From: Bryan Garaventa <bryan.garaventa@ssbbartgroup.com>
Date: Fri, 14 Mar 2014 13:40:31 -0700
Message-ID: <1F5D1B0C17224E668E6DB69E47C93BEF@WAMPAS>
To: "Joseph Scheuhammer" <clown@alum.mit.edu>, "James Craig" <jcraig@apple.com>
Cc: "public-pfwg" <public-pfwg@w3.org>
No worries, I understand the concerns.

I'm trying to figure out several things with this, and it's related to a 
project for a client.

Essentially there are variable drag and drop objects that may be named 
anything, and they are being compared with other objects by dragging these 
first objects onto the ones to be matched. There are no definites, because 
the implementation is configurable with variable content by others. 
Additionally, this implementation needs to work equally across desktop 
browsers for keyboard support as well on iOS devices.

So, how does ARIA drag and drop help with this? From what I'm seeing, it 
doesn't really, because support in desktop browsers for keyboard users 
doesn't necessarily translate to screen reader accessible components.

I like the menu idea, but how do you name the drop targets when it's not 
possible to know what they are in advance?

I'll try exploring naming methods to see if doing this dynamically is 
feasible for such a project. It's sort of complicated.



----- Original Message ----- 
From: "Joseph Scheuhammer" <clown@alum.mit.edu>
To: "Bryan Garaventa" <bryan.garaventa@ssbbartgroup.com>; "James Craig" 
<jcraig@apple.com>
Cc: "public-pfwg" <public-pfwg@w3.org>
Sent: Friday, March 14, 2014 1:19 PM
Subject: Re: Regarding ARIA drag and drop?

#### [PROVIDED INFORMATION]
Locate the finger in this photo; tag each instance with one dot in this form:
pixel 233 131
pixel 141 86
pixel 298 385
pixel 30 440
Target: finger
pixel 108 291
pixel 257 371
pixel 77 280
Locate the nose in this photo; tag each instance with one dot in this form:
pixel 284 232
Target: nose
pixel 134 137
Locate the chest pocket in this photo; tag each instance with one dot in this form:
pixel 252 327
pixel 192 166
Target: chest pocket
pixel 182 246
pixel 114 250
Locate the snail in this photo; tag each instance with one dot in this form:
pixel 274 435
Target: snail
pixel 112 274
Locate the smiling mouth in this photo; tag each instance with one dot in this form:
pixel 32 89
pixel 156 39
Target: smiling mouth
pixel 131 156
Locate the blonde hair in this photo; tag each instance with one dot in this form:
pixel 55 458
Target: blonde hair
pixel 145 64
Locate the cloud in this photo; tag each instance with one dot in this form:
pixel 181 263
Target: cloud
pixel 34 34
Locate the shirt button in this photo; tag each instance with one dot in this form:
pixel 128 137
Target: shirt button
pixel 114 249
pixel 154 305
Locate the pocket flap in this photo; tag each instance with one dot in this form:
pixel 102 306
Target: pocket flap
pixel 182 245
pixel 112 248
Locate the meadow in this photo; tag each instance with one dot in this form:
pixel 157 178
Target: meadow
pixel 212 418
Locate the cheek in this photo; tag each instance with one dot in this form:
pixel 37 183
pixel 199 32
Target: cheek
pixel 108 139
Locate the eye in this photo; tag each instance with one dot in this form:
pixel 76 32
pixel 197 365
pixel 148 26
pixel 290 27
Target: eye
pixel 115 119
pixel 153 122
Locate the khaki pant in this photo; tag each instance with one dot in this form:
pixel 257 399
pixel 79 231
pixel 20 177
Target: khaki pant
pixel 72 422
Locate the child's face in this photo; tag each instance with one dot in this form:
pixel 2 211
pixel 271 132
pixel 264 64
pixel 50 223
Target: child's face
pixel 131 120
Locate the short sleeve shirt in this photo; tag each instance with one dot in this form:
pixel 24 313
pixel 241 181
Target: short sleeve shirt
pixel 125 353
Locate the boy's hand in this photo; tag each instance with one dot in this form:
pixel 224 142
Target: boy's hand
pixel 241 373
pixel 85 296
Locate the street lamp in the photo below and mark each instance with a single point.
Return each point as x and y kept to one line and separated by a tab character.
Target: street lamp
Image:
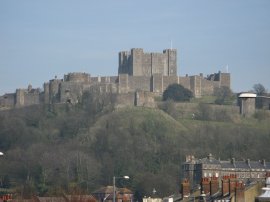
125	177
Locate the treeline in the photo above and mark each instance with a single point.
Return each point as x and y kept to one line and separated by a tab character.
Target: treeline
66	148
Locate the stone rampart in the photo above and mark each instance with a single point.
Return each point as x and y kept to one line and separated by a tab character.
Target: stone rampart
138	71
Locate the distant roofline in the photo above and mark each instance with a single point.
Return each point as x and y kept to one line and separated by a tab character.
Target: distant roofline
247	95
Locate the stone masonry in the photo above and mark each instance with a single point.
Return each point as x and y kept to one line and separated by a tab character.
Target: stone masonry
137	72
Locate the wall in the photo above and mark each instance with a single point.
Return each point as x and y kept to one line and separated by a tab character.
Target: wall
7	100
138	63
247	106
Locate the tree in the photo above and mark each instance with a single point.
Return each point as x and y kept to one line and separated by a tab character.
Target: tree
224	95
259	89
177	92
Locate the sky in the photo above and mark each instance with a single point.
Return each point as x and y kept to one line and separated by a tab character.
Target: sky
43	39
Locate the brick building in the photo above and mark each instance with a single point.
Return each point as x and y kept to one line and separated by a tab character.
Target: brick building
246	170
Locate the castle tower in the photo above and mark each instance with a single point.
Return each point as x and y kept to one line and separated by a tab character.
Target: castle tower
247	104
172	61
19	101
138	63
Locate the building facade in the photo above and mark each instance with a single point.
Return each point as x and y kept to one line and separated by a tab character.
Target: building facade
196	169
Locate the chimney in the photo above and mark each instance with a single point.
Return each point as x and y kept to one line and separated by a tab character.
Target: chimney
232	182
205	184
233	161
240	192
185	188
225	185
214	185
263	162
248	162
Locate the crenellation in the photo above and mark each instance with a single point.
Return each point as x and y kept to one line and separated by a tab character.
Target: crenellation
137	71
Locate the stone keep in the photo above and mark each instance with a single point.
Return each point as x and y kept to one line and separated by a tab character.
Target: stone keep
138	63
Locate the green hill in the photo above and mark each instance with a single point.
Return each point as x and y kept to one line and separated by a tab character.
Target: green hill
51	149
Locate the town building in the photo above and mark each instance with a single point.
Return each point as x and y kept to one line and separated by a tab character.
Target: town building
245	170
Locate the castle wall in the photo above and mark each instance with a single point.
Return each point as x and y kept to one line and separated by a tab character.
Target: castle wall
70	92
137	61
195	86
7	100
184	81
46	97
123	85
19	98
124	100
146	64
78	77
168	80
139	83
145	99
225	79
157	83
31	98
159	64
54	89
172	61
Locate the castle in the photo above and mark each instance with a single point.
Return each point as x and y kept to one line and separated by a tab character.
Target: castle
140	75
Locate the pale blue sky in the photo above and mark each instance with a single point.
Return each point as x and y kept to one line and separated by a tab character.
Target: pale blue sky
41	39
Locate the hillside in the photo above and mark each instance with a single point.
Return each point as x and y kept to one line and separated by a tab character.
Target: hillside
51	149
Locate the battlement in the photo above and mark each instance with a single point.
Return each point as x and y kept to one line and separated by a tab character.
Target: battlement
138	63
77	77
137	72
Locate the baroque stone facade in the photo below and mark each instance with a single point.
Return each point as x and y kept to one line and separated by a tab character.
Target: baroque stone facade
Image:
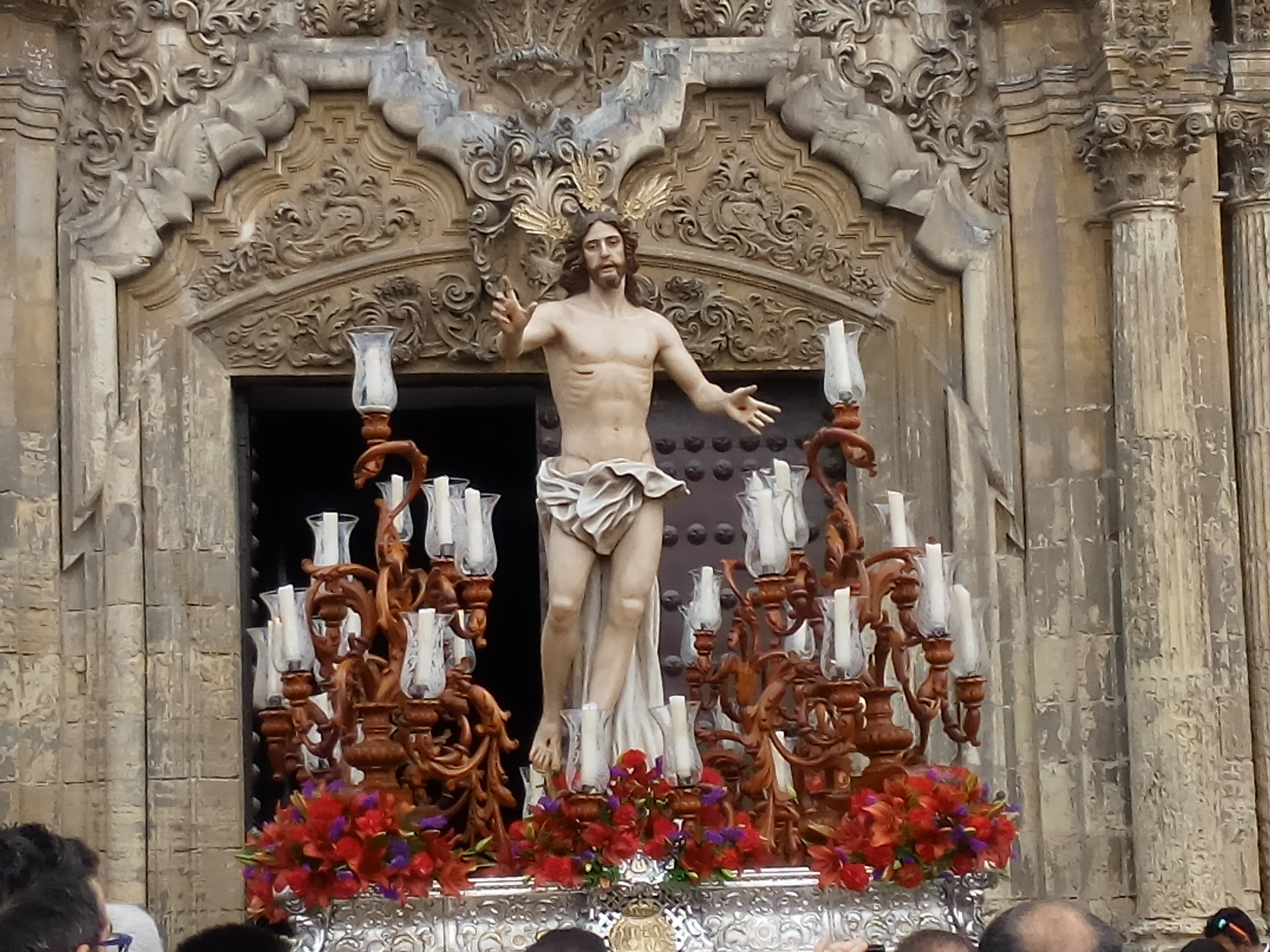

#### [YOUR TASKS]
1. In the email about ARIA drag and drop, besides desktop browsers with keyboard support, on what devices must the implementation work?
2. Reproduce the part of the email about ARIA drag and drop starting at "Essentially there are" and ending at "are in advance?".

#### [WRITTEN ANSWERS]
1. iOS devices

2.
Essentially there are variable drag and drop objects that may be named 
anything, and they are being compared with other objects by dragging these 
first objects onto the ones to be matched. There are no definites, because 
the implementation is configurable with variable content by others. 
Additionally, this implementation needs to work equally across desktop 
browsers for keyboard support as well on iOS devices.

So, how does ARIA drag and drop help with this? From what I'm seeing, it 
doesn't really, because support in desktop browsers for keyboard users 
doesn't necessarily translate to screen reader accessible components.

I like the menu idea, but how do you name the drop targets when it's not 
possible to know what they are in advance?